Task list →
1. According to the Green Diamond Resource Company profile, why did the company stop owning all of the equipment it ran in the woods? Answer in one to three sentences.
2. In the Green Diamond Resource Company profile, how many acres of timberland does the company own in northwestern California?
3. Continue the Green Diamond Resource Company profile from the point where it stops.

Excerpted text →
Green Diamond Resource Company

 

 

                

                                  GREEN DIAMOND RESOURCE COMPANY

                               Balancing Business with Good Environmental Stewardship

 

 

Today, rental is one of the fastest growing segments of the heavy equipment industry. Peterson customer Green Diamond Resource Company is one of the many reasons why. With a regulated and shortened work season, high equipment availability is crucial to the success of their operation. “We used to own all the equipment we ran in the woods,” explains Jim Henson, Green Diamond’s Roads Superintendent, “but when our season shrank to six months, we needed higher availability than the 80% we were getting.” For the first few years, the company went with different rental vendors but five years ago, they turned to Peterson. “We’ve been very happy with Peterson. They have more than 400 pieces in their rental fleet and we always get current model Caterpillar machines with very low hours. We’ve bumped up our utilization to 99%, which makes owning our own fleet much less attractive. And, with Peterson’s store right there in Fortuna, breakdowns are no longer a factor. If a piece goes down during our operating season, they backfill it within 24 to 48 hours.”

Many people in California might recognize Green Diamond by their original name: Simpson Timber Co. “In the timber industry, it’s very common, today, to separate timberlands from the mill and manufacturing sides of the business,” explains Henson. “California Redwood Company is our mill and manufacturing side and our timberlands are now called Green Diamond Resource Company.” Today, GDRC owns and operates tree farms in Washington, Oregon and California including 425,000 acres of second and third growth timberland in northwestern California. Their largest California operation at Korbel, runs from Fortuna to Orick and Eureka to South Fork Mt in W. Trinity Co. During the summer season, Korbel Operations runs 10 company logging sides and 15 contract crews.

                   

 

Rentals are a very efficient way to work with a shorter work season.” 

                 - Jim Henson, GDRC Roads Superintendent

 

 

Green Diamond has been successful throughout its 118-year history for many reasons. Besides working smart, they’ve adapted to the shifting demands of their industry. Simpson was one of the first companies to step up to the plate over the Northern Spotted Owl. They acquired a Habitat Conservation Plan [HCP] for the spotted owl in 1990, shortly after it was listed as a threatened species. Since then, Green Diamond has spent millions of dollars on two additional conservation plans for fish and aquatic life on their property: an Aquatic HCP in Washington, and one in California. It took ten years to complete preparation, by GDRC, for the California plans approval by the National Marine Fisheries Service and U.S. Fish and Wildlife Service. “Green Diamond views these agreements as a way to secure the management of their property,” explains Henson. “In exchange for certain concessions on management decisions, GDRC gets long-range security to harvest their timber. Under the plan, we have to spend at least $2.5 million a year on road repairs, but that’s something we’ve been doing for several years anyway.”

Record list →
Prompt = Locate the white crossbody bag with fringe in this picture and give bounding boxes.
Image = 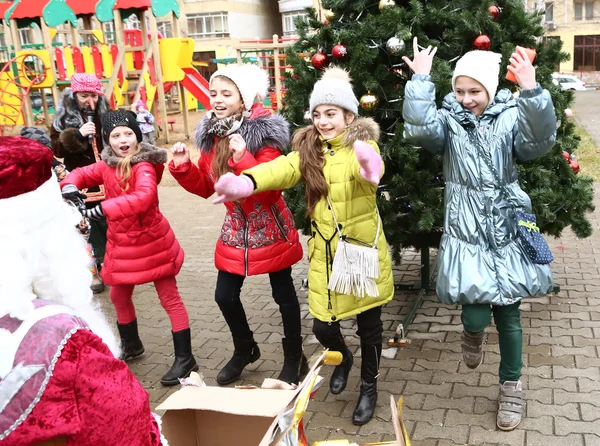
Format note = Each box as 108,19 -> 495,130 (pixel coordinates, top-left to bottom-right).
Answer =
327,197 -> 381,297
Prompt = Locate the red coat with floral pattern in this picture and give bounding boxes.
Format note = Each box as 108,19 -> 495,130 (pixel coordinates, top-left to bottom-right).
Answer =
169,106 -> 302,276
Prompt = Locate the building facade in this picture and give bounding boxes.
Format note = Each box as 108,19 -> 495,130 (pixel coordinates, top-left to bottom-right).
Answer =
524,0 -> 600,84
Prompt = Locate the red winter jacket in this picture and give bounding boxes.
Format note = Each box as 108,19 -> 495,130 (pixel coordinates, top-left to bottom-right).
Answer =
169,104 -> 302,276
60,143 -> 183,285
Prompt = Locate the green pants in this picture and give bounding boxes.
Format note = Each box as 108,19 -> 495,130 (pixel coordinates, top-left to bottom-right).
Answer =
461,302 -> 523,384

Answers for this exercise →
1. When the company's work season shrank to six months, it needed higher equipment availability than the 80% it was getting with its own fleet. Renting raised its utilization to 99%, which made owning a fleet much less attractive.

2. It owns 425,000 acres of second and third growth timberland in northwestern California.

3.
As a career tractor man, Bill Murray, Peterson’s Northern Territory Rental Manager, has absorbed the forestry business by association. “The companies that have survived the logging crunch are doing very well. Green Diamond has been very successful by being proactive with the various government agencies. They have a very strategic approach that partners with, instead of fighting against, the agencies that many still struggle with. They have their own wild life departments, their own nurseries. They study this thing right down to the seed.”

This spring marks the fifth season Green Diamond will be renting their equipment from Peterson. Their 14-piece line-up is already set for a May start. “Virtually all of the rental equipment from Peterson is used on maintenance of their existing roads,” explains Murray, who has known Green Diamond for several years. Road maintenance on the company’s private haul roads is crucial to their success both from a logging standpoint and for the environmental agencies that monitor the woods so carefully. Every summer, Korbel’s road maintenance crew, upgrades an average of 80 miles of road with culvert replacements, and decommissions 15 miles of roads that will not be needed in the future. It’s all part of the company’s efforts at building a healthy balance between business and the environment they live and work in.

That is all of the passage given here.